— TASK TO CARRY OUT —
Reproduce everything from the start of the records down to the line containing "[[371,197],[364,204],[370,258],[429,258],[434,251],[433,199]]", keeping the requests as they are. In the outlines, shift every vertex by adding 49 to both its x and y coordinates.

* BEGIN DATA ROWS *

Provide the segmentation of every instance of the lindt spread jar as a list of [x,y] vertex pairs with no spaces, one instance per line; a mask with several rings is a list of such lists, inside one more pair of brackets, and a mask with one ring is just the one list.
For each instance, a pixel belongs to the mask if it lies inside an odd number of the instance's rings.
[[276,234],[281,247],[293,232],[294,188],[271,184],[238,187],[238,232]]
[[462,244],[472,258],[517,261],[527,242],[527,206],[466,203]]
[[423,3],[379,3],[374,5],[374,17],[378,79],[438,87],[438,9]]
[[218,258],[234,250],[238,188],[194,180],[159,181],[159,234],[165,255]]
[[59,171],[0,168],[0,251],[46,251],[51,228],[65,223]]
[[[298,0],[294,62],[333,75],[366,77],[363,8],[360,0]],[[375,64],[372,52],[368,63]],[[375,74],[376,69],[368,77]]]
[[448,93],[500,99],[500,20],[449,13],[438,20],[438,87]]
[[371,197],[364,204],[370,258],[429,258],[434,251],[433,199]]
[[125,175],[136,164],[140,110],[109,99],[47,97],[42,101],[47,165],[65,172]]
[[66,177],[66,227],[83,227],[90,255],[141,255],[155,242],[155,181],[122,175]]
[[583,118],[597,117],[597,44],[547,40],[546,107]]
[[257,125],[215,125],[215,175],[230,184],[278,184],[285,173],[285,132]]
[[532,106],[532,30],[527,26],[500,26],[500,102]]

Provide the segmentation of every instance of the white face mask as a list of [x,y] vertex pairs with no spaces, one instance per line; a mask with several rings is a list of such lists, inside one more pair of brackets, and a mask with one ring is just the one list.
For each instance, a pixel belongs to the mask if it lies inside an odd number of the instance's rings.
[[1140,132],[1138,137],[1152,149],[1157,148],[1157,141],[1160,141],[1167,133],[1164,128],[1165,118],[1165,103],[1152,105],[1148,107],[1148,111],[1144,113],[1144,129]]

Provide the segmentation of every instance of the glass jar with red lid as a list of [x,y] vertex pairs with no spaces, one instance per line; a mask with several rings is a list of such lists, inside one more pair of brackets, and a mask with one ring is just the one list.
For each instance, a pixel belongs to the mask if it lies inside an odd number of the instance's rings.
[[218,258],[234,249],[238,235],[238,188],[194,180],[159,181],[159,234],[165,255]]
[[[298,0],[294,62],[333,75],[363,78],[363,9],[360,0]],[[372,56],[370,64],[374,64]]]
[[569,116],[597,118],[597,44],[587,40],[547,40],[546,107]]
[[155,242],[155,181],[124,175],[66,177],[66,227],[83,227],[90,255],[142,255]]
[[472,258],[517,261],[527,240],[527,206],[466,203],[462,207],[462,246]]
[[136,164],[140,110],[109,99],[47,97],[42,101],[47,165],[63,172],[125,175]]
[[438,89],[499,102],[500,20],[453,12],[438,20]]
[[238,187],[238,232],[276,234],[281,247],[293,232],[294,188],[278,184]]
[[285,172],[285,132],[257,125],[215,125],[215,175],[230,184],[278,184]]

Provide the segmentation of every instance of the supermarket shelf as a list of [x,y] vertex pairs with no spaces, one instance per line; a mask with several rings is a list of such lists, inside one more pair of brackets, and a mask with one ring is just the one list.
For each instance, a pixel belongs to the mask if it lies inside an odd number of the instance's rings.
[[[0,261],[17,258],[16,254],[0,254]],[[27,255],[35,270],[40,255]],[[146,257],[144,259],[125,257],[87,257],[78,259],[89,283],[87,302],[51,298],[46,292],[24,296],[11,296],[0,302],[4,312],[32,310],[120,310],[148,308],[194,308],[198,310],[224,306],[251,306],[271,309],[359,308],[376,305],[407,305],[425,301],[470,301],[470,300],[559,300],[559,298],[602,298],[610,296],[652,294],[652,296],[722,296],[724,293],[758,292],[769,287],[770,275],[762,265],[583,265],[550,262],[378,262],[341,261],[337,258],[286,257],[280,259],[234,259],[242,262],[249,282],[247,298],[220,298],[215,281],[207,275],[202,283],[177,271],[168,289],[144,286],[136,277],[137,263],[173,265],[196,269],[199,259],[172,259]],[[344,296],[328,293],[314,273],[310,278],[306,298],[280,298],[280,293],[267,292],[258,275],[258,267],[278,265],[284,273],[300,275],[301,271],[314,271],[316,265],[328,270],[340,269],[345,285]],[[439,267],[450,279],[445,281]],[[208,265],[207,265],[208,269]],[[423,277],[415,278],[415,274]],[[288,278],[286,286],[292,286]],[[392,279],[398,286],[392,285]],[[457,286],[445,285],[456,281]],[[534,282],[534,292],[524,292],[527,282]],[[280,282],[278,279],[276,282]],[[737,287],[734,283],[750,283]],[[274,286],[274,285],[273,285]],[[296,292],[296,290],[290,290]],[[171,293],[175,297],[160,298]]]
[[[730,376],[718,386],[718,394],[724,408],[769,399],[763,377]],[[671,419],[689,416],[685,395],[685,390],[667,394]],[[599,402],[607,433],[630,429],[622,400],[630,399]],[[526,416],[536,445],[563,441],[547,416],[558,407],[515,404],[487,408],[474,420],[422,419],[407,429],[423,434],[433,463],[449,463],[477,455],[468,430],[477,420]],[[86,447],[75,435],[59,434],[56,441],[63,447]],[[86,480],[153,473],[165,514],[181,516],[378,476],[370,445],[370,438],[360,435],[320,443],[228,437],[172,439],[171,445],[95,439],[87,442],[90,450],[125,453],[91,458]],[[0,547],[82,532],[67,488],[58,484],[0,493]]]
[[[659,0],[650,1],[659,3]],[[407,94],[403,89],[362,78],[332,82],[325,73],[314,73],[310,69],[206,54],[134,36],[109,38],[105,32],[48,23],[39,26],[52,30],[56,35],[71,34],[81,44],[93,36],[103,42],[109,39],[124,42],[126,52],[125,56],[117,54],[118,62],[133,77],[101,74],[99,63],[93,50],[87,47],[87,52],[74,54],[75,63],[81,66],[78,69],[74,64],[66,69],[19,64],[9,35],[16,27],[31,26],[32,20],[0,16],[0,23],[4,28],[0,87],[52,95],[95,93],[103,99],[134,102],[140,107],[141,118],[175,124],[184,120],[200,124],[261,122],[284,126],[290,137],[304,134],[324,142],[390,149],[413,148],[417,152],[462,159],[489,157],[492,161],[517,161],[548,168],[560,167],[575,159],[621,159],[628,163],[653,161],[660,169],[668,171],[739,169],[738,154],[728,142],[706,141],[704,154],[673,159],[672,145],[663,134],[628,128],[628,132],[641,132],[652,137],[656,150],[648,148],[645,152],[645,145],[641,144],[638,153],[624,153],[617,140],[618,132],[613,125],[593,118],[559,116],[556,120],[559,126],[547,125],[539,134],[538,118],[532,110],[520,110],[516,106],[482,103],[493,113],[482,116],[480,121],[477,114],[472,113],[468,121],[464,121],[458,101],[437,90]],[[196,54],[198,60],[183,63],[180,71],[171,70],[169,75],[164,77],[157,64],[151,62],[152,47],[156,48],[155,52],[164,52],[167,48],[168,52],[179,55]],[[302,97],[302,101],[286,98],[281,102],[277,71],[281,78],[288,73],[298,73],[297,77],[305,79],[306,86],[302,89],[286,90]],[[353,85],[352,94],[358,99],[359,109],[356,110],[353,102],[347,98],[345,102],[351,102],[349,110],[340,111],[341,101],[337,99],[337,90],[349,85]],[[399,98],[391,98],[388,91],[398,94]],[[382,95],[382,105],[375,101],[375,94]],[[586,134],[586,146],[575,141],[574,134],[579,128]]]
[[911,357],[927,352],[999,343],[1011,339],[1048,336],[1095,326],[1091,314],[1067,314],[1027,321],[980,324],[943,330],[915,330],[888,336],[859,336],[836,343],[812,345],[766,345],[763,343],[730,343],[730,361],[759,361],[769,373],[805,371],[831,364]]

* END DATA ROWS *

— ANSWER BELOW —
Provide the segmentation of every instance of the lindt spread jar as a list of [x,y] vertex pairs with no spaces, one instance per line; a mask with several rings is a list of such lists, inside one more pair of brackets, and a mask with one ring is just the one list.
For each instance, a pixel belongs to the mask if it lies inside an odd number of the instance's rings.
[[325,283],[330,296],[342,281],[343,237],[320,233],[287,236],[287,281]]
[[511,293],[521,307],[566,310],[576,291],[576,255],[515,252]]
[[472,52],[428,52],[423,54],[423,66],[427,128],[487,136],[487,58]]
[[267,307],[283,299],[287,237],[243,229],[208,230],[208,283],[214,304]]
[[108,220],[49,217],[49,300],[95,300],[100,277],[114,272]]
[[[347,49],[343,111],[382,124],[415,126],[412,57],[409,49]],[[424,113],[421,101],[417,112]],[[424,123],[425,118],[417,126]]]
[[497,142],[549,148],[549,69],[498,62],[487,69],[487,136]]
[[420,246],[413,253],[419,307],[478,307],[483,300],[482,248]]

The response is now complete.